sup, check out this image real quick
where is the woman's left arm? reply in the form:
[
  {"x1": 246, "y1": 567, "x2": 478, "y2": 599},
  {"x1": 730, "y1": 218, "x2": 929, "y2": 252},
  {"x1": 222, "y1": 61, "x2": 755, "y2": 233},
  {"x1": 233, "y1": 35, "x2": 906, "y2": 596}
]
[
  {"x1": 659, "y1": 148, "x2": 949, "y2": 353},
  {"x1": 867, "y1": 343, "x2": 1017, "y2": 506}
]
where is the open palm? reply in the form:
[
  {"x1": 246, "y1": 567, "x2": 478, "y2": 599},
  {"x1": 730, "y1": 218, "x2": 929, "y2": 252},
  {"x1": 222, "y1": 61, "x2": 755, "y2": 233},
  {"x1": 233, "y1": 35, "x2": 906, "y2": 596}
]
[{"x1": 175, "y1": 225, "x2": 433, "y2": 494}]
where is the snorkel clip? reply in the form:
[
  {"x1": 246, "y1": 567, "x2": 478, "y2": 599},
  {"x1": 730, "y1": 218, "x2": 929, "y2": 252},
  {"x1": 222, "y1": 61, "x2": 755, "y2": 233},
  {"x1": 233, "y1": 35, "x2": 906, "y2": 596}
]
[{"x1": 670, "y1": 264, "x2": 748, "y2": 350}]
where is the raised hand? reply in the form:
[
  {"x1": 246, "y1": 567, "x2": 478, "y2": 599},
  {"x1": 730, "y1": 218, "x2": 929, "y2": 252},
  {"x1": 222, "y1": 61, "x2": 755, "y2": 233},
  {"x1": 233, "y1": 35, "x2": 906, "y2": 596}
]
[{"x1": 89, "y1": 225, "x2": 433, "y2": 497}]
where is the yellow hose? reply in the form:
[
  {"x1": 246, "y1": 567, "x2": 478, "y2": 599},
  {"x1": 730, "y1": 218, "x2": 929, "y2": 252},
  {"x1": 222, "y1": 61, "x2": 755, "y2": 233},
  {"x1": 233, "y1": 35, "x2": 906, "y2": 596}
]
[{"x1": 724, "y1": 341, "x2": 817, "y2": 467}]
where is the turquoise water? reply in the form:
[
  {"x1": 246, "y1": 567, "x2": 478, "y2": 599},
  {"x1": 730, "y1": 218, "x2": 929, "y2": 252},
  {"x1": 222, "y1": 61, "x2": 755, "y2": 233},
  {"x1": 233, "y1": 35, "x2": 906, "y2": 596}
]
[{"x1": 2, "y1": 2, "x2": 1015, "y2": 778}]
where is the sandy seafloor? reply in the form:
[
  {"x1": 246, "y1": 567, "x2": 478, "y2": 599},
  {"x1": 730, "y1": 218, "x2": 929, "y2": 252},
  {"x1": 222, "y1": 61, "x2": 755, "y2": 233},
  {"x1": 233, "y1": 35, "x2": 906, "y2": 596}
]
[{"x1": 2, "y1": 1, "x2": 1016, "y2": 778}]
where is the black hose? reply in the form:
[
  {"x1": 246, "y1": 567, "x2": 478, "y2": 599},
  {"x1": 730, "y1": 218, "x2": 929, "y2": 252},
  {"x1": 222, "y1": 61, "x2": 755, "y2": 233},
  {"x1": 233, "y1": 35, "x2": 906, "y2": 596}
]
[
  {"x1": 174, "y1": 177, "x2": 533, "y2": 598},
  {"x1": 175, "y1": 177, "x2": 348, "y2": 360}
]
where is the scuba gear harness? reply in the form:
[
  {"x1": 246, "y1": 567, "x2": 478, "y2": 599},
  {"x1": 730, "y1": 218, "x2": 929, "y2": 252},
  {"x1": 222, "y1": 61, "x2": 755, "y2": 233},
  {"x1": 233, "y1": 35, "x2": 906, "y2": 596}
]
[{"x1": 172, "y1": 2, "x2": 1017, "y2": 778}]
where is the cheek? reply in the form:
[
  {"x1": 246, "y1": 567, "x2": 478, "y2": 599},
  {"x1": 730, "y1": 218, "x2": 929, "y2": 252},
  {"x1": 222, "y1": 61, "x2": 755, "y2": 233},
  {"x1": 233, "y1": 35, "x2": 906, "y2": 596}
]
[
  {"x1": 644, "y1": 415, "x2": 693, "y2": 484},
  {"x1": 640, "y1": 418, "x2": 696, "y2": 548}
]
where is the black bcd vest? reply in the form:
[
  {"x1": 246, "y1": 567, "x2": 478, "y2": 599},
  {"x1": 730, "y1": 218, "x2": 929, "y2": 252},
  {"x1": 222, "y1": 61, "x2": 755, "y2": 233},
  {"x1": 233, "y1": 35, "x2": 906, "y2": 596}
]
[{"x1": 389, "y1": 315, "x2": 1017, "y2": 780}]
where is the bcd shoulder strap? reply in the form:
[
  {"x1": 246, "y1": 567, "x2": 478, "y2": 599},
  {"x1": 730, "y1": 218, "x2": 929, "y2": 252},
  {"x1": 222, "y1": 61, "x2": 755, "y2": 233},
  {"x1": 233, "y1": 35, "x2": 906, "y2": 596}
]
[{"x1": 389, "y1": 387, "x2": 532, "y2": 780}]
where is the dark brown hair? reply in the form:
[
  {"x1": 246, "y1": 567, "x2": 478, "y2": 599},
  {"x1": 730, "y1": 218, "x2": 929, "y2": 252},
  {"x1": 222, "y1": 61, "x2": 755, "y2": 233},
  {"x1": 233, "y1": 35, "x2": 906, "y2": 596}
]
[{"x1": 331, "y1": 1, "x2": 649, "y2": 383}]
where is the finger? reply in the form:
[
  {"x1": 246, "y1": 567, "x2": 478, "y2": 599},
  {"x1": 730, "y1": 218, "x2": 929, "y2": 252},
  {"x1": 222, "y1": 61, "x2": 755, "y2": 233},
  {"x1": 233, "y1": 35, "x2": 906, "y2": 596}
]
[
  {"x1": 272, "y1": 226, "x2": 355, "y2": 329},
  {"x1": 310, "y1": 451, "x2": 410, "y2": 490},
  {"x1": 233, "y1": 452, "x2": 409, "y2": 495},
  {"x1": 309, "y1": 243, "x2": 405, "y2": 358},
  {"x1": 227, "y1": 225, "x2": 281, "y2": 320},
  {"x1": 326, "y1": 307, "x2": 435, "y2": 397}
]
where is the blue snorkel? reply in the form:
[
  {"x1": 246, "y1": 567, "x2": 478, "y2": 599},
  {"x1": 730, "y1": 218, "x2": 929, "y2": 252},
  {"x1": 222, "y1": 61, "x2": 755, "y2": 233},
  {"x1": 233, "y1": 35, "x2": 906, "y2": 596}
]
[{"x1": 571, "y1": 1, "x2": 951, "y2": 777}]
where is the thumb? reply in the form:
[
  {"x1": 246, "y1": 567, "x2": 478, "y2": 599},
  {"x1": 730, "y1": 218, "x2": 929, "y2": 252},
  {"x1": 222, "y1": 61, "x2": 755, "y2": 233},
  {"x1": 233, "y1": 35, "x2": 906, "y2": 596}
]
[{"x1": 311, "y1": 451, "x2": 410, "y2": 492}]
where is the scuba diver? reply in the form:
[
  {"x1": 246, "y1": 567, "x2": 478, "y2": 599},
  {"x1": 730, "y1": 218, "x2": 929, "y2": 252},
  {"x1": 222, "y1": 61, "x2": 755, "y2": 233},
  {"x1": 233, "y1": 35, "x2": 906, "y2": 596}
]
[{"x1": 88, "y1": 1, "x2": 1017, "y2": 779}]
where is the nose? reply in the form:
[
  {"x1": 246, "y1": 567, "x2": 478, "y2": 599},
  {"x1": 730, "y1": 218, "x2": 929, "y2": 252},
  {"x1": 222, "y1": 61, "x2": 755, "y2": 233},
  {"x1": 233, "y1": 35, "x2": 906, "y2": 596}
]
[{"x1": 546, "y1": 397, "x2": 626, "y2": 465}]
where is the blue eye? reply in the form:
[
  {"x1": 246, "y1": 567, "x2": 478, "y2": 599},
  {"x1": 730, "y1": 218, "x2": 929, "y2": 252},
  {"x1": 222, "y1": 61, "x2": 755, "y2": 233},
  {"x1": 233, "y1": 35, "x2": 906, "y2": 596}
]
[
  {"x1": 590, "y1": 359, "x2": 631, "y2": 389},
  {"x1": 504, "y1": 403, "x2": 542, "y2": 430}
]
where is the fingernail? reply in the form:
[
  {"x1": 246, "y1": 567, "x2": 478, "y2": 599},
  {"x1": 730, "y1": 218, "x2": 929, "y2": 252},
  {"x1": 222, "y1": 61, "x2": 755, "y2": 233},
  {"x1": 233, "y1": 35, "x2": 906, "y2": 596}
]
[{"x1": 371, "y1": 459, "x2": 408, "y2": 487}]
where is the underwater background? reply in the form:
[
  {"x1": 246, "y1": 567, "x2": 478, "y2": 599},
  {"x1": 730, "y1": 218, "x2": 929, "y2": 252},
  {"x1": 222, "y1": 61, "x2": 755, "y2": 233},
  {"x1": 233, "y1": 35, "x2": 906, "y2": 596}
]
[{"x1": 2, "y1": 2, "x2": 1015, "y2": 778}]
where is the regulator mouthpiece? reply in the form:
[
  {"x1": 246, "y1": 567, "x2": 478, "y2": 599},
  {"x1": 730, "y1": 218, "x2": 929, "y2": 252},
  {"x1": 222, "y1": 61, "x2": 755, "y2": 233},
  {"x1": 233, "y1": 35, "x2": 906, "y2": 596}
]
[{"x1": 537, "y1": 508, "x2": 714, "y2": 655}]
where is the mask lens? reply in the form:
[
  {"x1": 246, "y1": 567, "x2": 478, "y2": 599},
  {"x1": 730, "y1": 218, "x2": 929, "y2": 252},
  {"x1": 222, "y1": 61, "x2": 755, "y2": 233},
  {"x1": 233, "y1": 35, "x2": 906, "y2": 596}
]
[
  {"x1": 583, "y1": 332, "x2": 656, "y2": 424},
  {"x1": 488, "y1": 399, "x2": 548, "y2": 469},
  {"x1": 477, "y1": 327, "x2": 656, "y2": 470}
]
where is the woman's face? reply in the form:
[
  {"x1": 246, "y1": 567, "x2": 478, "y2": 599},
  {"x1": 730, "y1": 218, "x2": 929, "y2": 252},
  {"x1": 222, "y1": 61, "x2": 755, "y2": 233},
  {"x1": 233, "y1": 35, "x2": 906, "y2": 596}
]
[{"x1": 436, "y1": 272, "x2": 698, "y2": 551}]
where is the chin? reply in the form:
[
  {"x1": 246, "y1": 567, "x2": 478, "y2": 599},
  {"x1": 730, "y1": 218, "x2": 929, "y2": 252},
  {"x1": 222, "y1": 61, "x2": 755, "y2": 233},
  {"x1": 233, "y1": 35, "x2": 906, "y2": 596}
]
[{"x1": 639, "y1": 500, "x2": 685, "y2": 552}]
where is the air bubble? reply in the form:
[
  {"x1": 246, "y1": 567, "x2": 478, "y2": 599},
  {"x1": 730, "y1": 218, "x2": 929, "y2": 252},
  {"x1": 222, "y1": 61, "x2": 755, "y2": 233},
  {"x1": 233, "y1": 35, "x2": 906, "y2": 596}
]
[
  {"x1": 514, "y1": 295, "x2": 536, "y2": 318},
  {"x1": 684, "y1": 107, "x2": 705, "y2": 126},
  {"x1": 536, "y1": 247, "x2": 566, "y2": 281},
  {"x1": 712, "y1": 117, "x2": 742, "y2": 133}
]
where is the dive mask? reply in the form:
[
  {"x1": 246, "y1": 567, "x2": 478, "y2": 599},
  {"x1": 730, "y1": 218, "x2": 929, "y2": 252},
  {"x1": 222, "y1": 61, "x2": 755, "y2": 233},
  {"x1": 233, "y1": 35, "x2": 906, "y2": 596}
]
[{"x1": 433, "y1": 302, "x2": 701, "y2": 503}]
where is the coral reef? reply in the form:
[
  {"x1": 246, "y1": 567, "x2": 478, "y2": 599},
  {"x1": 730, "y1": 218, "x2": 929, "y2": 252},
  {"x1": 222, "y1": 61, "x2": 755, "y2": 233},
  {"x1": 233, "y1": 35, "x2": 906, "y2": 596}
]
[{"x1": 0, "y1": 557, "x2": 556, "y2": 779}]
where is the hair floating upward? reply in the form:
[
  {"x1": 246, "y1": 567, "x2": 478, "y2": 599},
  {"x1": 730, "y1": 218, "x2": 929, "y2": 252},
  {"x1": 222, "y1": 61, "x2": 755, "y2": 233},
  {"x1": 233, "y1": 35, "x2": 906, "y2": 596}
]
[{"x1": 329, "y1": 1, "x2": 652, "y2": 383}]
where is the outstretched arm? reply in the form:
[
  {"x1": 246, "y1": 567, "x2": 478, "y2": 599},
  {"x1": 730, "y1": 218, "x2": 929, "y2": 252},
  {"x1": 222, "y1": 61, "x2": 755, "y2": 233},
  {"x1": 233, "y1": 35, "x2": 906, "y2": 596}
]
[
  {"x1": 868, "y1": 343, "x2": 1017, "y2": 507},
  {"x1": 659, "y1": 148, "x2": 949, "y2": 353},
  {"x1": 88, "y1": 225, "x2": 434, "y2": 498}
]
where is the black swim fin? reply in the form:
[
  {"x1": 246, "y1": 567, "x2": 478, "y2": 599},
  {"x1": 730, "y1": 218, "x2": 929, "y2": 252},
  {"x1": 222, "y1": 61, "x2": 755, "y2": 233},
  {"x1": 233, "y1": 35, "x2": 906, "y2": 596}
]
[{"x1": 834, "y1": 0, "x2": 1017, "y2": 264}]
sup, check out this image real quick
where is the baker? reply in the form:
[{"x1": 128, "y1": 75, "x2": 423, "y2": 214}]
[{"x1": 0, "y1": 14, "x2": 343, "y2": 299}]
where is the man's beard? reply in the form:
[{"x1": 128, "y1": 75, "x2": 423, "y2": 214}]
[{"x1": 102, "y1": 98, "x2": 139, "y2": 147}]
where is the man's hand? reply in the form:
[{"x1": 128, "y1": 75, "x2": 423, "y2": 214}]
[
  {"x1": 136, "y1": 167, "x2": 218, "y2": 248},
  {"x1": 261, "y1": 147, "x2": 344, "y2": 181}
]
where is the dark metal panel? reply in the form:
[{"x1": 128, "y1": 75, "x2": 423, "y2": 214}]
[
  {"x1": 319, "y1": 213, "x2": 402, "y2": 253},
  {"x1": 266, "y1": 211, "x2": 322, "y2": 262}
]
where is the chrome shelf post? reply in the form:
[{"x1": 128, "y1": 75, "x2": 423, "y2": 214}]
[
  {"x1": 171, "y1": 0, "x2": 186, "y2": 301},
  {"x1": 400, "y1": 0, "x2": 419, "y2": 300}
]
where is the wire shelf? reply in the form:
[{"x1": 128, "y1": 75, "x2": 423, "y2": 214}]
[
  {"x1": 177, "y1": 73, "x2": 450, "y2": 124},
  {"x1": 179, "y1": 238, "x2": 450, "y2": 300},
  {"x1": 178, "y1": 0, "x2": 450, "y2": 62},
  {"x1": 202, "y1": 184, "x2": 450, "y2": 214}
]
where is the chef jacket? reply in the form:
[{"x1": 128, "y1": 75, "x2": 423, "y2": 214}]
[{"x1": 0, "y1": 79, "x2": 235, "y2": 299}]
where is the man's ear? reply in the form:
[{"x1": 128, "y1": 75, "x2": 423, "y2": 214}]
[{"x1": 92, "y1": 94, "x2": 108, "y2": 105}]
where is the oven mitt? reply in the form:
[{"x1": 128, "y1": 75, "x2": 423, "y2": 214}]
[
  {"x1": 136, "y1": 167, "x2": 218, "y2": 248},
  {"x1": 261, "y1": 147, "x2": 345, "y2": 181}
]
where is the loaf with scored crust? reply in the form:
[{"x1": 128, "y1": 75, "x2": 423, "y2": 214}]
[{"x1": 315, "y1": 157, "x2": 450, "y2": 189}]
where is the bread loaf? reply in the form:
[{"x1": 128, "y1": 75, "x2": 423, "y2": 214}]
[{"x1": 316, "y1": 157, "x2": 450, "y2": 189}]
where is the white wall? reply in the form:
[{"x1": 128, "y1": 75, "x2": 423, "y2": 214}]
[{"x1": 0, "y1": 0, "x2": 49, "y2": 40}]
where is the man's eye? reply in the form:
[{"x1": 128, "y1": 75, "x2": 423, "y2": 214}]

* * * * * * *

Task brief:
Once you have counted every line above that contains the string "black", give that number and nothing more.

The completed task:
3